GIVEN INSTRUCTION
Recast the material below, from the line with "--detect brown soil pile" through the end, as a Markdown table with the columns Row and Entry, one numbered row per line and no blank lines.

TASK DATA
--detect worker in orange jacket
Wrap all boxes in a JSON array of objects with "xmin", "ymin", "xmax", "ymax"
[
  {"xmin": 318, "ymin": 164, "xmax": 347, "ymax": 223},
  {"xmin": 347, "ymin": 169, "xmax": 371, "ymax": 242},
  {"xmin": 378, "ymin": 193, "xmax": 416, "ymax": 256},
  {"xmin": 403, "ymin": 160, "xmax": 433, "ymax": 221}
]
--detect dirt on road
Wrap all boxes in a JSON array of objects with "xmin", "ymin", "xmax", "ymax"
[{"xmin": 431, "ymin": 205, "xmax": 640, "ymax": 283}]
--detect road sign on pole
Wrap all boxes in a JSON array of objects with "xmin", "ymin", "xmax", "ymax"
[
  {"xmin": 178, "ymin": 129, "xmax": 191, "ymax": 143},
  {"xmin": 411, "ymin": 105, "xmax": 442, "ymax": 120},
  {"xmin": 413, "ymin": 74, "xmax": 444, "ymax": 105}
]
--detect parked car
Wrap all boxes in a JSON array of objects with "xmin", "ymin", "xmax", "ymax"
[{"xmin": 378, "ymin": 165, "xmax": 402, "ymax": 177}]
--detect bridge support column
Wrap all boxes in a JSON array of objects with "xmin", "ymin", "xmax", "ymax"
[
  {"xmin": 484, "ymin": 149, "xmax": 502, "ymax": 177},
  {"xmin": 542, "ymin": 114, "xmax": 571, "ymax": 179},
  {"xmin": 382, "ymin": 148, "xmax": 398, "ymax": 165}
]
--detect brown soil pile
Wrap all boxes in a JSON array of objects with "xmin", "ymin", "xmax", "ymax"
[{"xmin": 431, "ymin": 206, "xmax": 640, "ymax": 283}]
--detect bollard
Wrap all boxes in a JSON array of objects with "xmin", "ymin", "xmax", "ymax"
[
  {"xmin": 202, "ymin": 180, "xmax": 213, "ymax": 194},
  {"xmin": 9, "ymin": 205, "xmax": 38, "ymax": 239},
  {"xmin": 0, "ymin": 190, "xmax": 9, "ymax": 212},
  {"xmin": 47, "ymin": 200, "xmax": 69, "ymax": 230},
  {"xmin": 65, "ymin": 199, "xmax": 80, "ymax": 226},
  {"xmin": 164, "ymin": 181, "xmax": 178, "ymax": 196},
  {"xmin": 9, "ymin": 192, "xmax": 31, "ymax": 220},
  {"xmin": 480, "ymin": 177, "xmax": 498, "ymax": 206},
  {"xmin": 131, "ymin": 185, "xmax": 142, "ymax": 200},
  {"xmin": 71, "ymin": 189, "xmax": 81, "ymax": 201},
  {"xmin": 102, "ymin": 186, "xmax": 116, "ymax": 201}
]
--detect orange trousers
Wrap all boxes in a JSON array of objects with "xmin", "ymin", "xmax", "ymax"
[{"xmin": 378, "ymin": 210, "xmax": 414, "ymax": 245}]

REPLY
| Row | Entry |
|---|---|
| 1 | --detect brown soil pile |
| 2 | Wrap all boxes in a JSON array of objects with "xmin", "ymin", "xmax", "ymax" |
| 3 | [{"xmin": 431, "ymin": 206, "xmax": 640, "ymax": 283}] |
| 4 | --detect bollard |
| 5 | Wrap all boxes in a JSON array of objects with "xmin", "ymin", "xmax", "ymax" |
| 6 | [ |
| 7 |   {"xmin": 202, "ymin": 180, "xmax": 213, "ymax": 194}, |
| 8 |   {"xmin": 9, "ymin": 205, "xmax": 38, "ymax": 239}, |
| 9 |   {"xmin": 0, "ymin": 190, "xmax": 9, "ymax": 212}, |
| 10 |   {"xmin": 47, "ymin": 200, "xmax": 69, "ymax": 230}, |
| 11 |   {"xmin": 65, "ymin": 199, "xmax": 80, "ymax": 226}, |
| 12 |   {"xmin": 164, "ymin": 181, "xmax": 178, "ymax": 196}, |
| 13 |   {"xmin": 9, "ymin": 192, "xmax": 31, "ymax": 220}, |
| 14 |   {"xmin": 480, "ymin": 177, "xmax": 498, "ymax": 206}, |
| 15 |   {"xmin": 131, "ymin": 185, "xmax": 142, "ymax": 200}, |
| 16 |   {"xmin": 71, "ymin": 189, "xmax": 81, "ymax": 201}, |
| 17 |   {"xmin": 102, "ymin": 186, "xmax": 116, "ymax": 201} |
| 18 | ] |
| 19 | --detect orange trousers |
| 20 | Wrap all boxes in a JSON array of objects with "xmin", "ymin", "xmax", "ymax" |
| 21 | [{"xmin": 378, "ymin": 210, "xmax": 414, "ymax": 245}] |